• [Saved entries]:
- - -

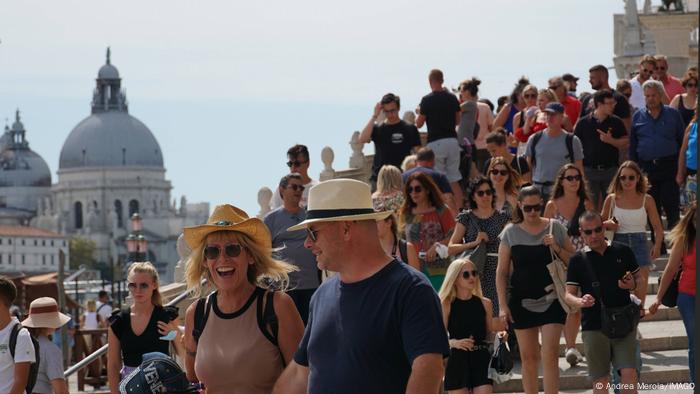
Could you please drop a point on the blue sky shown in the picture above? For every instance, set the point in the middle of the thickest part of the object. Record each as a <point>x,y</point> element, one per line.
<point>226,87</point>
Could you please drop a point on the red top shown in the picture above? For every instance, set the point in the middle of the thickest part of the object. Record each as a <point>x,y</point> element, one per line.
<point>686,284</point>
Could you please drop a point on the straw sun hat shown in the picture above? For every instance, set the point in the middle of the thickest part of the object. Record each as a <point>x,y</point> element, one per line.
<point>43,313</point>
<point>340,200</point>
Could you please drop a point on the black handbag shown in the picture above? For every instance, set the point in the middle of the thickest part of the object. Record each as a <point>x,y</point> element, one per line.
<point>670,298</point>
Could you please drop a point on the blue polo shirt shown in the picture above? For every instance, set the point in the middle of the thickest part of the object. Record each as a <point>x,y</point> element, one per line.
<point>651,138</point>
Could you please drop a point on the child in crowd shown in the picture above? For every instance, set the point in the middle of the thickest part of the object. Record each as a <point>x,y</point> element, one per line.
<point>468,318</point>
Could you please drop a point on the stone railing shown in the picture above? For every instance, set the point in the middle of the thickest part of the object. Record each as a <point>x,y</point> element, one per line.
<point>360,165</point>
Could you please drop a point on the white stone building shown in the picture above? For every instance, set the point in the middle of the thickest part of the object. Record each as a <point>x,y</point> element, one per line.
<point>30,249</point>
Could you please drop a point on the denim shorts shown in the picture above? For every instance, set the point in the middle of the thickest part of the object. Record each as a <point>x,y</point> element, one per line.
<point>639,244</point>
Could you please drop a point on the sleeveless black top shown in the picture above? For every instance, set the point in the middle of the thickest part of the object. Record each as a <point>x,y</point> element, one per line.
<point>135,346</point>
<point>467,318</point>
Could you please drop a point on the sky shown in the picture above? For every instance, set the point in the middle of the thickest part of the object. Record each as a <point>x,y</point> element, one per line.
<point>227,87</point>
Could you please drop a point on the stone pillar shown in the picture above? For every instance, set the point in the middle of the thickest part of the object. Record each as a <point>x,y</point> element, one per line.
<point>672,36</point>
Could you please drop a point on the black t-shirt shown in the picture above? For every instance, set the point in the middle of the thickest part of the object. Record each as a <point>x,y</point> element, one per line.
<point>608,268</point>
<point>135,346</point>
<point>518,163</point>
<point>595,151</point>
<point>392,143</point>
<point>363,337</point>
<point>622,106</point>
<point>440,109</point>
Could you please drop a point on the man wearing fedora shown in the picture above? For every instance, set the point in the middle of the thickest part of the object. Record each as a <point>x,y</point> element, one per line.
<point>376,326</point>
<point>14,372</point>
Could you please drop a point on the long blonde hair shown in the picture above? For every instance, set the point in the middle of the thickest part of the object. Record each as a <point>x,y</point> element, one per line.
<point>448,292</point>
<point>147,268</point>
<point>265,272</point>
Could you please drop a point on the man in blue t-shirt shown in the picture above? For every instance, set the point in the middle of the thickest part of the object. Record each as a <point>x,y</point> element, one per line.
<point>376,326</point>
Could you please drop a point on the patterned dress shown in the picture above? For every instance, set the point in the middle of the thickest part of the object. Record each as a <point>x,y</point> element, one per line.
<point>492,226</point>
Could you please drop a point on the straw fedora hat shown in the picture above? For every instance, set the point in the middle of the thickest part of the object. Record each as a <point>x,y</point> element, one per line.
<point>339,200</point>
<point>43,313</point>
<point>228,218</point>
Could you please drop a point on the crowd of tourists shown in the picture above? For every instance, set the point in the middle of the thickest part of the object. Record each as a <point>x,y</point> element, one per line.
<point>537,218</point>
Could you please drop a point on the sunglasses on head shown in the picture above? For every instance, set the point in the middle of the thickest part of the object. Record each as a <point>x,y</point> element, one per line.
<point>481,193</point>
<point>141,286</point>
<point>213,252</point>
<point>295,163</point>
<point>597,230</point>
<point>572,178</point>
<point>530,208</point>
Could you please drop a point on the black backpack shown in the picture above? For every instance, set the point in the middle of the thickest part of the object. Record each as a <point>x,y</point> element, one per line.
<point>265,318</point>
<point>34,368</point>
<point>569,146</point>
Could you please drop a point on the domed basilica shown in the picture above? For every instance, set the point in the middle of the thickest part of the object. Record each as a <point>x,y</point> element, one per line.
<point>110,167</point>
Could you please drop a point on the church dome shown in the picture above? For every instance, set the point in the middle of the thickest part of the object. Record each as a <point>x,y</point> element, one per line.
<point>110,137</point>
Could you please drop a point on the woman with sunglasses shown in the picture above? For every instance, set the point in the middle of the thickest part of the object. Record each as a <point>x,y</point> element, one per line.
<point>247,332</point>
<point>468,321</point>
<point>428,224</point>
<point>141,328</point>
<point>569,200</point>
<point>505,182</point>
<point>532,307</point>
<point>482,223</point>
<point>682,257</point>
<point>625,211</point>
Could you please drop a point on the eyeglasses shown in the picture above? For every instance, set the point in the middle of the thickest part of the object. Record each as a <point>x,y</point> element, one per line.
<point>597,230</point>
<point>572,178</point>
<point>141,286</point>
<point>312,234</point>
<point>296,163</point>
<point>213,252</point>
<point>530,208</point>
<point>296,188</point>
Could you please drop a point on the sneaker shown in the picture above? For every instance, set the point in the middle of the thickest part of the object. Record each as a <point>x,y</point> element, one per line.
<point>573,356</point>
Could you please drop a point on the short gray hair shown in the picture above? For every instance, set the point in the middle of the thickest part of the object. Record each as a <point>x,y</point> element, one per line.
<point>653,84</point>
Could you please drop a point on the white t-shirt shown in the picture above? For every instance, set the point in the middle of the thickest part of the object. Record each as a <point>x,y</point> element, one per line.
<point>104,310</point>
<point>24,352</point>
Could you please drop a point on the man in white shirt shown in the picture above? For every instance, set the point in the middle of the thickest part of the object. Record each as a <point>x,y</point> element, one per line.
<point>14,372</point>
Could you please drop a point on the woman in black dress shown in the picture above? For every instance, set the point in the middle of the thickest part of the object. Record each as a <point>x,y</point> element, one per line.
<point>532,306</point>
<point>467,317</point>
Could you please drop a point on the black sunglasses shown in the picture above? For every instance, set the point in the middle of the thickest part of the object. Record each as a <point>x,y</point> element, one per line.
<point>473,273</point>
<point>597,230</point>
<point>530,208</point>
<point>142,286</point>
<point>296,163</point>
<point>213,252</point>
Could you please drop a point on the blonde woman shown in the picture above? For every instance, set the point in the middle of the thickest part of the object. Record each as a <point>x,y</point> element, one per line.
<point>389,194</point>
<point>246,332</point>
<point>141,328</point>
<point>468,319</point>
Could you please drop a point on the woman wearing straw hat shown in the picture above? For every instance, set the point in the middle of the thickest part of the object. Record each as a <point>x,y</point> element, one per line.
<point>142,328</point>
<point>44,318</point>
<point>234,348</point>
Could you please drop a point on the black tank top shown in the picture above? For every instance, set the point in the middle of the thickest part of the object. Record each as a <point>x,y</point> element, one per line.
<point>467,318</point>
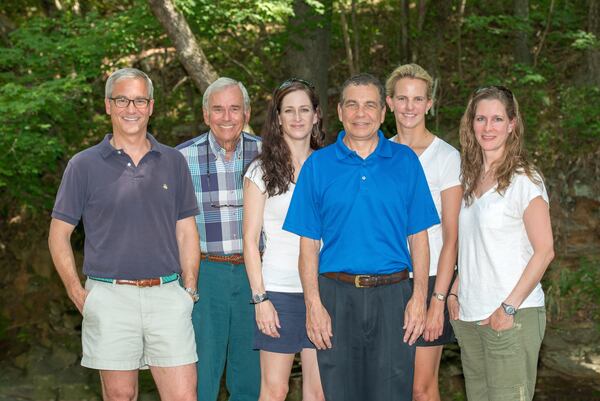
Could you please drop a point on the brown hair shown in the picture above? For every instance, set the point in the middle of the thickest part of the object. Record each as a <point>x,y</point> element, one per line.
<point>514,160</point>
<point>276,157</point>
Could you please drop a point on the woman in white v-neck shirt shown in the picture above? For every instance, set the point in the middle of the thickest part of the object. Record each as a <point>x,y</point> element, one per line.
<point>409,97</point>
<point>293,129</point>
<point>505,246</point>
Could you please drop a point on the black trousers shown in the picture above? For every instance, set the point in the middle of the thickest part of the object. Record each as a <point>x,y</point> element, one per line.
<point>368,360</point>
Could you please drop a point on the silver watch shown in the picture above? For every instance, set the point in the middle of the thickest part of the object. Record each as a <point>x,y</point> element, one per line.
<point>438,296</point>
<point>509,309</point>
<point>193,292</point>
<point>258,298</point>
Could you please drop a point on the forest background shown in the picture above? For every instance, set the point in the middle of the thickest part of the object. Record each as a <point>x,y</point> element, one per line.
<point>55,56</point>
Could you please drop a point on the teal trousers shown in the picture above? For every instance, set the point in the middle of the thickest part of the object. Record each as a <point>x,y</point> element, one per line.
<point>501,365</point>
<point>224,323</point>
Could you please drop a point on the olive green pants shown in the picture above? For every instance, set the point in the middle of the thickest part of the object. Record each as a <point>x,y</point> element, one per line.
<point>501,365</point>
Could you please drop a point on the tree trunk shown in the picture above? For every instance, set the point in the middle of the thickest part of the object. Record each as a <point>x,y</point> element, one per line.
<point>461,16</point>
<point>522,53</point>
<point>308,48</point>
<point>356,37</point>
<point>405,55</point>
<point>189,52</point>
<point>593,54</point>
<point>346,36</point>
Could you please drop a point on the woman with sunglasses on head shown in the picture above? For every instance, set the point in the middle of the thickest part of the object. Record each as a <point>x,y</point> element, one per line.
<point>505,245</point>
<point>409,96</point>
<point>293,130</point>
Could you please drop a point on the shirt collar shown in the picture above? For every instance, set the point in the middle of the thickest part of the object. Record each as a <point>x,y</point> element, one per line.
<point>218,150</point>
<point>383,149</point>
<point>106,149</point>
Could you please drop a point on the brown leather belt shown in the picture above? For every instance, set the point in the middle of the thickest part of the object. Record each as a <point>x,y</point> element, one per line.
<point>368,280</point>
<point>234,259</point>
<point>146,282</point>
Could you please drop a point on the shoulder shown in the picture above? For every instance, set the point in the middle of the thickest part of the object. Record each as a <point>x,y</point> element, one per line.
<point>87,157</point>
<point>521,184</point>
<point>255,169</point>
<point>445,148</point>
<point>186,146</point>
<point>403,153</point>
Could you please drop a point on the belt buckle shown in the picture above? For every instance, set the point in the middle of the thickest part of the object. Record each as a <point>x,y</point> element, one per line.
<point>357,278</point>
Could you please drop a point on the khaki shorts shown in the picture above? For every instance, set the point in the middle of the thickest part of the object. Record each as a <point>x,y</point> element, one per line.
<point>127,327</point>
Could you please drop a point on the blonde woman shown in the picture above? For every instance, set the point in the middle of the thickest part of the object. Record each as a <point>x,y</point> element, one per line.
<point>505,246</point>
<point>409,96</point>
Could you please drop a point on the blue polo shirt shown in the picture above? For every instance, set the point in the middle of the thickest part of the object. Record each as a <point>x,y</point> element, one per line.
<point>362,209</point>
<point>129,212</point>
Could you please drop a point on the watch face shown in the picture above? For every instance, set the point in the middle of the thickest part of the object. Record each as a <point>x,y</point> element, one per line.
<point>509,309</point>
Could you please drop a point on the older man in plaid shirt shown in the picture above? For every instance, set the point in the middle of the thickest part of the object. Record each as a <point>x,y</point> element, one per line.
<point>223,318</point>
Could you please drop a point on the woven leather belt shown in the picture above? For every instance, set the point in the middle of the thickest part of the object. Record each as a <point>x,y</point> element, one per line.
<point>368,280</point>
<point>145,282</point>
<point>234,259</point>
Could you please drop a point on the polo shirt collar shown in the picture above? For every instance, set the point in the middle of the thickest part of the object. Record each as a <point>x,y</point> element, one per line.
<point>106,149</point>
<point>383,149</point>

- - -

• [EXERCISE DESCRIPTION]:
Only a verbatim transcription of the lines from the one containing "Could you please drop a point on the watch" through the last line of the records counts as the answer.

• [WRITTEN ANSWER]:
Could you please drop a point on the watch face shown in the picture above? For every instance, set the point in the middle of the thickest part of the object. Record each as a <point>x,y</point> element, one per line.
<point>509,309</point>
Could you please drop a point on the older man in plaid shirt shown in the picture above? For every instance, set the point in the middle of the thickest part of the object. Record each as a <point>x,y</point> element, one per line.
<point>223,318</point>
Could you please drop a point on the woven leather belt shown in the picture above? For every instance, set the point in the middle of the thickest part of the object. Record each as a <point>x,y</point> element, one per line.
<point>368,280</point>
<point>145,282</point>
<point>234,259</point>
Could you please drop a point on the polo shirt collar shown in the picture above? For every instance, set the point in the middle of the thickest part of the object. Record each as a <point>x,y</point> element, one per line.
<point>106,149</point>
<point>383,149</point>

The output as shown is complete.